■ Problem details:
Output exactly the lines between the one holding "Given the photograph above" and the last line of the data below, both of those lines included.

■ Data extracts:
****************
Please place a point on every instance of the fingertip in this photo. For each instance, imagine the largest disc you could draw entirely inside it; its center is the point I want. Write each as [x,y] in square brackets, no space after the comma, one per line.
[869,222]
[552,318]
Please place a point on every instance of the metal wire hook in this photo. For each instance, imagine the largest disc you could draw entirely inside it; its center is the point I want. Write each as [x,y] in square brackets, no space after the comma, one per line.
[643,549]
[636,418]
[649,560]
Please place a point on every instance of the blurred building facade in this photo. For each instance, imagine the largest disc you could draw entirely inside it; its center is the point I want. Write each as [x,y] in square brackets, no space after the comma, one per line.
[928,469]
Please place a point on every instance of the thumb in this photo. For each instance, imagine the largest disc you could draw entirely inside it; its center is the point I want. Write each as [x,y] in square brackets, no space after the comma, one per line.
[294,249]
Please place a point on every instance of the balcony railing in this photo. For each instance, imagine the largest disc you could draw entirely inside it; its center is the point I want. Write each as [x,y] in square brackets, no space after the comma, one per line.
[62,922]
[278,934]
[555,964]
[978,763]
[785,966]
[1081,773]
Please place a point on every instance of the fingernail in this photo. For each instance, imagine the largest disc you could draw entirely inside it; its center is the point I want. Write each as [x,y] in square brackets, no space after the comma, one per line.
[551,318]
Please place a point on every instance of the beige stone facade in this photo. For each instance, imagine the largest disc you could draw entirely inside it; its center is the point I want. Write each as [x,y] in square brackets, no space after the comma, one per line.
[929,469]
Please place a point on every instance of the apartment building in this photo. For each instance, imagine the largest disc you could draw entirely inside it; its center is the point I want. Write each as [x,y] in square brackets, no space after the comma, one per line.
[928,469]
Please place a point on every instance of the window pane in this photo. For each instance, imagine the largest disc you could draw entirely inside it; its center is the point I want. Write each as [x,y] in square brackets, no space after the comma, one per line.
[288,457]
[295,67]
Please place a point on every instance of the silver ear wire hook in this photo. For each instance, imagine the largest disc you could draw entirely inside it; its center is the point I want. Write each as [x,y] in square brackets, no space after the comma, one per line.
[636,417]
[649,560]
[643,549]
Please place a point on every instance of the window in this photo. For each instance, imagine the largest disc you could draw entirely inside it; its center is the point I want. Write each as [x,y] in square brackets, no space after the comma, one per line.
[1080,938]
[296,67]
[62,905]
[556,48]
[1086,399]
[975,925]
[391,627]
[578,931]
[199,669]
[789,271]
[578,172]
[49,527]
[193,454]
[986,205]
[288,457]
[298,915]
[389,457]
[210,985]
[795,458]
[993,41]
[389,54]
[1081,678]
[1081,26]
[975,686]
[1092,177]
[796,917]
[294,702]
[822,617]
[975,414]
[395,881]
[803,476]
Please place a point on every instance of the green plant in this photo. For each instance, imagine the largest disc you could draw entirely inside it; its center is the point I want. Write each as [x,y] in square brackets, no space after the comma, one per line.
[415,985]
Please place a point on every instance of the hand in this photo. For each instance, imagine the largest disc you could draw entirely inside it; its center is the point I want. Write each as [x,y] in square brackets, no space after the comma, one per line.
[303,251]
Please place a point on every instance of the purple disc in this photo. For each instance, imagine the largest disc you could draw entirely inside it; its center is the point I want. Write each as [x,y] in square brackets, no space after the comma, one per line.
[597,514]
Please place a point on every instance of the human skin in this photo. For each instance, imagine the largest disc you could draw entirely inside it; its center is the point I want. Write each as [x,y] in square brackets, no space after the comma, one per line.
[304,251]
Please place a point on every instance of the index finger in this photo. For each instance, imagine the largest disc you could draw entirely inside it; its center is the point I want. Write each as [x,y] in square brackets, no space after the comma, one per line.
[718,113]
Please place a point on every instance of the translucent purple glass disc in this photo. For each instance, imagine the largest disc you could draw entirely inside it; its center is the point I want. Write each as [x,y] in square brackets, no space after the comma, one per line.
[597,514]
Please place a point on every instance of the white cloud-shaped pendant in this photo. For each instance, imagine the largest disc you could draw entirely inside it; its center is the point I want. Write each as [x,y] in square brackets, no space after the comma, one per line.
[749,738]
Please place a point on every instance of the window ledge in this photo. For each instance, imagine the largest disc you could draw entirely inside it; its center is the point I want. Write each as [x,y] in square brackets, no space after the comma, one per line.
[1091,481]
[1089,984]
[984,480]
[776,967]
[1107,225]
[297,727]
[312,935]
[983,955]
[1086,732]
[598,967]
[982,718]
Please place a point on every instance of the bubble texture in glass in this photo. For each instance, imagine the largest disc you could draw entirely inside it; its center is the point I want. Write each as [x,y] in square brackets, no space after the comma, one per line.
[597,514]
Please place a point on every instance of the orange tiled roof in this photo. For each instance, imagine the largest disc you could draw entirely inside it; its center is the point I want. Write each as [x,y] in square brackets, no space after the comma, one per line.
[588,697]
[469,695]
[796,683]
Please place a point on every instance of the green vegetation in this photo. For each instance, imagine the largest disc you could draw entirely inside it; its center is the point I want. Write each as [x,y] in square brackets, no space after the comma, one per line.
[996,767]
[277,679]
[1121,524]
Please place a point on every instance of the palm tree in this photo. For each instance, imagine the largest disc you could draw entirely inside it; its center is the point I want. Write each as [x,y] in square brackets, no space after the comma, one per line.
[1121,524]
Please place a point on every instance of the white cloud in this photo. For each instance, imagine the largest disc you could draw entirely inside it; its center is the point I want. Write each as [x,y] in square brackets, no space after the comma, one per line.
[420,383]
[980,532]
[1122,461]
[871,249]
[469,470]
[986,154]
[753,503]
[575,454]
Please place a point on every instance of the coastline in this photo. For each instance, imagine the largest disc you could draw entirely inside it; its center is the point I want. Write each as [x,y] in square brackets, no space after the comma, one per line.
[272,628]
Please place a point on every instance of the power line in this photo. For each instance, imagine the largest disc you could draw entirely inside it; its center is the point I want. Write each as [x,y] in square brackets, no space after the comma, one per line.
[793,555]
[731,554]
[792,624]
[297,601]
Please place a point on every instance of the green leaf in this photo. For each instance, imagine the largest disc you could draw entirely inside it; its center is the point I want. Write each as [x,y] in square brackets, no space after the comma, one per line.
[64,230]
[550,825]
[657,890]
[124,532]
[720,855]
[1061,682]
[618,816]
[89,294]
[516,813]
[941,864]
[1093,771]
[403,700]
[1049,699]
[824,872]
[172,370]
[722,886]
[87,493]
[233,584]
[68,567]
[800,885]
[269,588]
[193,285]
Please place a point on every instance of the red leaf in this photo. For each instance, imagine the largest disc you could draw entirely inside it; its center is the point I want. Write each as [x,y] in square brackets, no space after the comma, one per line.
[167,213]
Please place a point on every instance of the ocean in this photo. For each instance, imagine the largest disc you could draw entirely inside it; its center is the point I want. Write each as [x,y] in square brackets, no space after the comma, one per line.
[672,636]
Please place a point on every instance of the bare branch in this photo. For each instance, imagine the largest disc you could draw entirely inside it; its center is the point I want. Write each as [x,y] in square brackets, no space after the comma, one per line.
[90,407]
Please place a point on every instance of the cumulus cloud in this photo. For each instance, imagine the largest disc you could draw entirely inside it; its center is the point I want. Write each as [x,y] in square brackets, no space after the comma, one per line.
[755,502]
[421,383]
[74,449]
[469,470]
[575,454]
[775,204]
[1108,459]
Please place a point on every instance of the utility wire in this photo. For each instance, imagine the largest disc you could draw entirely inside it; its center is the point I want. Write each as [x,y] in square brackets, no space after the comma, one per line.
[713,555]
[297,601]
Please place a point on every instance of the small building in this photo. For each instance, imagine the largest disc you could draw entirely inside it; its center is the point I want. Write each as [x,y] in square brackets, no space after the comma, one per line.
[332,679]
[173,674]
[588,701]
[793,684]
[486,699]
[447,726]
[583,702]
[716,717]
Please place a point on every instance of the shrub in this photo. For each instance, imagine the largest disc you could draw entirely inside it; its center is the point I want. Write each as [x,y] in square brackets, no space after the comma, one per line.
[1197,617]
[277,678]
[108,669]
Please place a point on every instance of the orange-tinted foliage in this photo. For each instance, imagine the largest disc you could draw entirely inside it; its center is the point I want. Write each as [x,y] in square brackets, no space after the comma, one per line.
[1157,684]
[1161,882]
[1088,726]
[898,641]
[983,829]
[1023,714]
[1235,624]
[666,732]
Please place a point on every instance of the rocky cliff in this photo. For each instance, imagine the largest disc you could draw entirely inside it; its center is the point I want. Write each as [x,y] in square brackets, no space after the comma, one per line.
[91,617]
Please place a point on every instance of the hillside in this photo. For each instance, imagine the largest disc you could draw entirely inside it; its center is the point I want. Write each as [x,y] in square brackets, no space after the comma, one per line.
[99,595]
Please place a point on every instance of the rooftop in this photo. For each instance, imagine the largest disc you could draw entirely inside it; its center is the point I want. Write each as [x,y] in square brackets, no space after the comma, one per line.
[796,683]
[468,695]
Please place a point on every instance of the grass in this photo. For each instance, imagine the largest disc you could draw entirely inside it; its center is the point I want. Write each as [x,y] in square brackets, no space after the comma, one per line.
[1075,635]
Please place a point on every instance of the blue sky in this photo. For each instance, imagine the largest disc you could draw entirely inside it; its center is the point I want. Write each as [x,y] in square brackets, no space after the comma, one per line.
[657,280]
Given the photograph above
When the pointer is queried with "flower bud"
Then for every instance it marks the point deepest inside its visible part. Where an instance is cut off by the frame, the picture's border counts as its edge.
****************
■ Exercise output:
Given the photograph above
When the pointer is queried with "flower bud"
Then for every instance it marks the point deepest inside its visible part. Where an instance is cut off by the frame, the picture's border counts as its edge.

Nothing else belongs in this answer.